══ INFORMATION PROVIDED ══
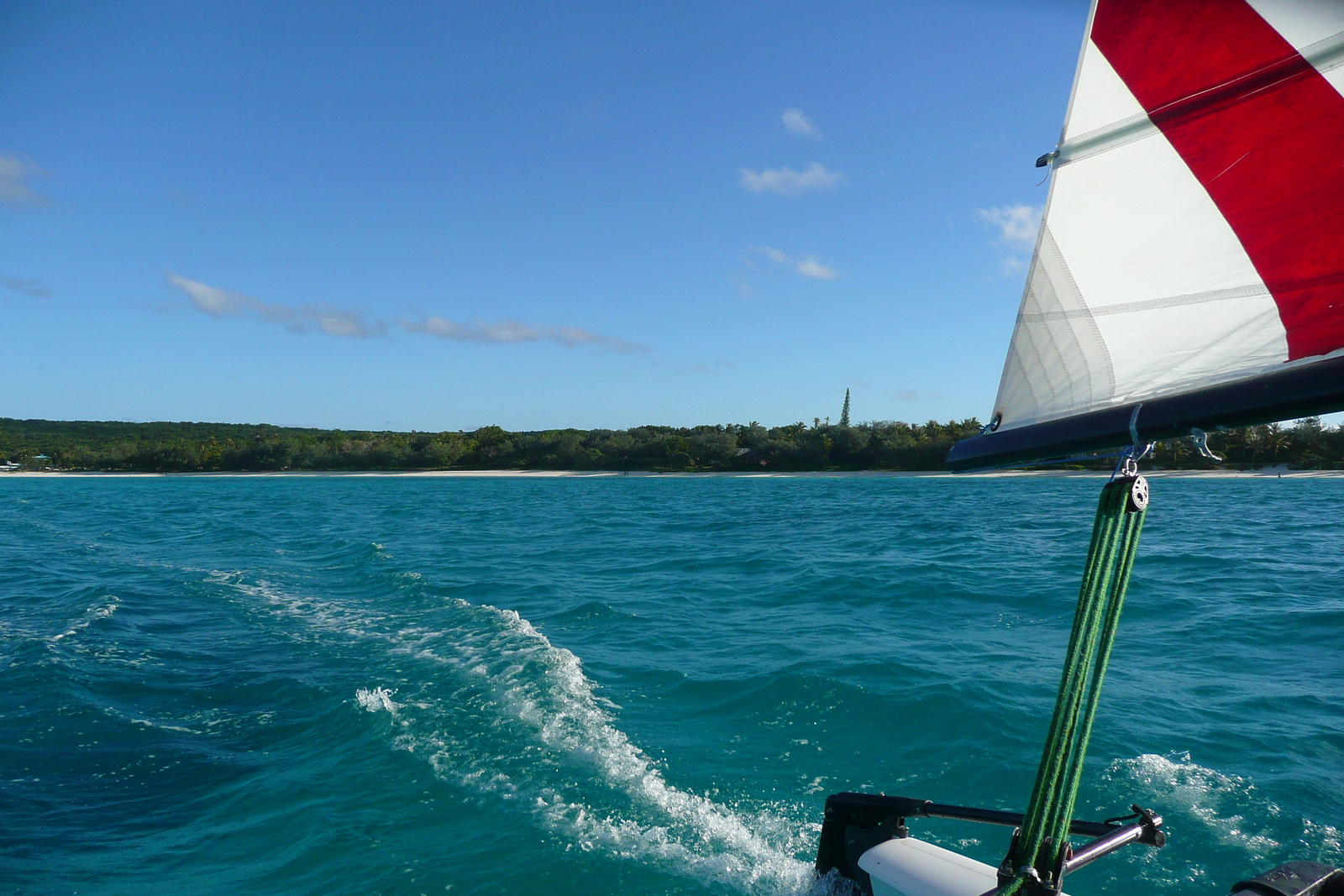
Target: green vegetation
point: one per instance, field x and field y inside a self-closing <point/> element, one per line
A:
<point x="161" y="448"/>
<point x="228" y="446"/>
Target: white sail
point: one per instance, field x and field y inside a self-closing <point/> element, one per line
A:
<point x="1194" y="233"/>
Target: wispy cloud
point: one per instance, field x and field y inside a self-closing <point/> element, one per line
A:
<point x="800" y="123"/>
<point x="34" y="288"/>
<point x="343" y="322"/>
<point x="226" y="302"/>
<point x="812" y="268"/>
<point x="808" y="266"/>
<point x="515" y="332"/>
<point x="1018" y="223"/>
<point x="786" y="181"/>
<point x="15" y="188"/>
<point x="1016" y="228"/>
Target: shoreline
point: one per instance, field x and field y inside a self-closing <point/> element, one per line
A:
<point x="1269" y="472"/>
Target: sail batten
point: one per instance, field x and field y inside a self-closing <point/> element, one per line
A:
<point x="1194" y="234"/>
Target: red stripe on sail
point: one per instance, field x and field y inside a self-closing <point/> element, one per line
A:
<point x="1263" y="134"/>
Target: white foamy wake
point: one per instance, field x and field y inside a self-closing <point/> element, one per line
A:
<point x="543" y="688"/>
<point x="522" y="723"/>
<point x="1221" y="804"/>
<point x="91" y="616"/>
<point x="376" y="699"/>
<point x="1213" y="799"/>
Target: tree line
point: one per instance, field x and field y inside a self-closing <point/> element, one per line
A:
<point x="879" y="445"/>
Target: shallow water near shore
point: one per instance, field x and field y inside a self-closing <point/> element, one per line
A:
<point x="638" y="685"/>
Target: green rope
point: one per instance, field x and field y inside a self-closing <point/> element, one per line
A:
<point x="1039" y="849"/>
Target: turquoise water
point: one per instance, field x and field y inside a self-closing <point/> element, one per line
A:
<point x="638" y="685"/>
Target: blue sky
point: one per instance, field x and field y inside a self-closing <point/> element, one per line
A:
<point x="537" y="215"/>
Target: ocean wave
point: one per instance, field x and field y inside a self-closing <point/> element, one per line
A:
<point x="522" y="723"/>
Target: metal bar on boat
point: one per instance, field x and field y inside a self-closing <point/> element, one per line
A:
<point x="1136" y="833"/>
<point x="1296" y="390"/>
<point x="1010" y="819"/>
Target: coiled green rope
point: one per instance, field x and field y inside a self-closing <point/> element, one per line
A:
<point x="1038" y="855"/>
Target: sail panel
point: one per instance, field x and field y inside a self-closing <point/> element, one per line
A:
<point x="1193" y="235"/>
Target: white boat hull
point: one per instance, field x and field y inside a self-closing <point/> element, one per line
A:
<point x="909" y="867"/>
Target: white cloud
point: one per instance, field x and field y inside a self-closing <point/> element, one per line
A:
<point x="34" y="288"/>
<point x="226" y="302"/>
<point x="799" y="123"/>
<point x="343" y="322"/>
<point x="1018" y="223"/>
<point x="515" y="332"/>
<point x="13" y="181"/>
<point x="788" y="181"/>
<point x="808" y="266"/>
<point x="811" y="268"/>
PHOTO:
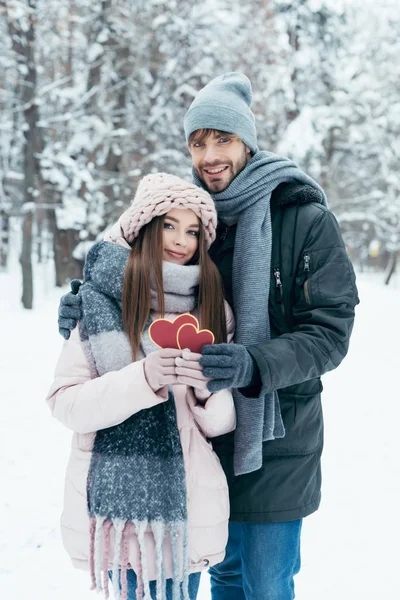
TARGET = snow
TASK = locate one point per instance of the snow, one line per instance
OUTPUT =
(349, 548)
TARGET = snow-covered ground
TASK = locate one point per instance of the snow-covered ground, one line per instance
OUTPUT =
(350, 546)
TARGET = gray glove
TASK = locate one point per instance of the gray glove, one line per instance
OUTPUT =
(228, 366)
(69, 311)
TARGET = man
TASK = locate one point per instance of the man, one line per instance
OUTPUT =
(286, 274)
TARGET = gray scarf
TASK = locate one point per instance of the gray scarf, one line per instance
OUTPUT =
(136, 479)
(248, 198)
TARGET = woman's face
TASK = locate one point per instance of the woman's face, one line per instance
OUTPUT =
(180, 235)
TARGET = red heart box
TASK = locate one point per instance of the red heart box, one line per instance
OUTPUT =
(190, 337)
(164, 333)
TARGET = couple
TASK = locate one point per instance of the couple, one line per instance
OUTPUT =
(146, 502)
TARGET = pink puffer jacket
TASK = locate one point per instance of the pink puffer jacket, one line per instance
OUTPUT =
(86, 405)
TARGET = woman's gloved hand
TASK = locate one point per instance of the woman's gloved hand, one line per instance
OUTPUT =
(70, 311)
(159, 368)
(190, 372)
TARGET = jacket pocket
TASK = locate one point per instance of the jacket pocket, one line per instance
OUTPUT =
(303, 420)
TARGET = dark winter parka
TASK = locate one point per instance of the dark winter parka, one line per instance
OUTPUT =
(311, 309)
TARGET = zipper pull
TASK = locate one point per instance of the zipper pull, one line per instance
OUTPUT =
(278, 285)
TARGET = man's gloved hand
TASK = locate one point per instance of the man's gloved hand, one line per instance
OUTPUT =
(159, 368)
(228, 366)
(69, 311)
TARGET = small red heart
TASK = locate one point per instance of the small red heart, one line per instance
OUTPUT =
(164, 333)
(190, 337)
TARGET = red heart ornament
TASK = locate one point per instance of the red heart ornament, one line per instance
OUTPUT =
(164, 333)
(190, 337)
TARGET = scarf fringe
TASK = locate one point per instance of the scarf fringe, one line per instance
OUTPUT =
(100, 536)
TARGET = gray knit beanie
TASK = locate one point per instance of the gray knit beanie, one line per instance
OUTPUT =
(224, 104)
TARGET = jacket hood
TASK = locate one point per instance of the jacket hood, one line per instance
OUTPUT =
(295, 193)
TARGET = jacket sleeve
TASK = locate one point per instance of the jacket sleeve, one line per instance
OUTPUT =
(86, 405)
(324, 298)
(217, 416)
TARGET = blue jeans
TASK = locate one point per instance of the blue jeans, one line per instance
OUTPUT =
(260, 563)
(194, 582)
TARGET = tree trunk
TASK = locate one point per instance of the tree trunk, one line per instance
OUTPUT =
(391, 268)
(26, 261)
(4, 239)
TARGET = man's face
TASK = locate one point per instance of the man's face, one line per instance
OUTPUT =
(218, 158)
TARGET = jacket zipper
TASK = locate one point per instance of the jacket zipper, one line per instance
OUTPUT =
(279, 289)
(307, 259)
(224, 233)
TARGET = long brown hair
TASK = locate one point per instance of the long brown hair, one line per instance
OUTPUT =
(145, 260)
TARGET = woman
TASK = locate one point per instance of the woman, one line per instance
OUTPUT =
(146, 499)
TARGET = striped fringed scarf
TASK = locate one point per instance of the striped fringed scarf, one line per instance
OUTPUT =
(248, 198)
(136, 481)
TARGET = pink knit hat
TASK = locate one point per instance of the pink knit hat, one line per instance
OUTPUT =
(159, 193)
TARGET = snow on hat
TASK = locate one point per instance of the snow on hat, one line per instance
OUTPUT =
(159, 193)
(224, 104)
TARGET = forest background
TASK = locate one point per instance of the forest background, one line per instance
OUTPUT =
(93, 94)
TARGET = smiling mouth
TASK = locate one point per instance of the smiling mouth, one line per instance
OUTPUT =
(215, 172)
(175, 254)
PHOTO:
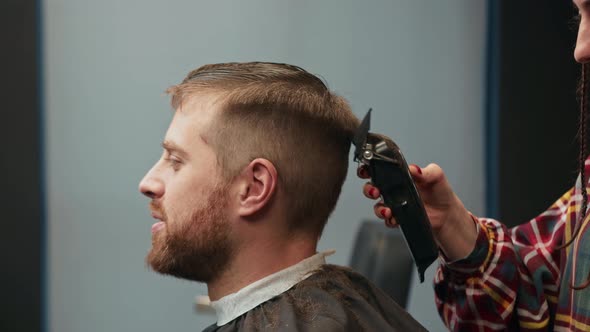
═══
■ TASK TO CARRY OUT: Starting at the line that has "TARGET = jacket zipper" and continuing through the end of the records, write the lines out again with "locate" changed to "find" and everything else unchanged. Leave the pictures out.

■ RESULT OF THIS TASK:
TARGET = jacket zipper
TASK = find one point per instance of the jacket zipper, one line per instance
OUTPUT =
(279, 289)
(307, 259)
(224, 233)
TARGET = long brown hair
TASK = find one point per instance of the long brown hair, one line per instance
OUTPUT =
(145, 260)
TARGET = woman
TASK = find one point per instance of the woman, one line per instance
OUTPUT =
(146, 499)
TARGET = striped fringed scarf
TASK = find one point per instance of the striped fringed scarf, one line per instance
OUTPUT =
(248, 198)
(136, 481)
TARGET = pink knit hat
TASK = find one point per instance of the pink knit hat, one line per instance
OUTPUT =
(159, 193)
TARGET = snow on hat
TASK = find one point per instance of the snow on hat, one line per instance
OUTPUT =
(159, 193)
(224, 104)
TARGET = forest background
TASK = find one point per instance of the forest background, one line per instance
OUTPUT =
(93, 94)
TARGET = smiling mouth
TASK = find one point per instance of the smiling mouth, one line per instance
OUTPUT =
(215, 172)
(175, 254)
PHOTO:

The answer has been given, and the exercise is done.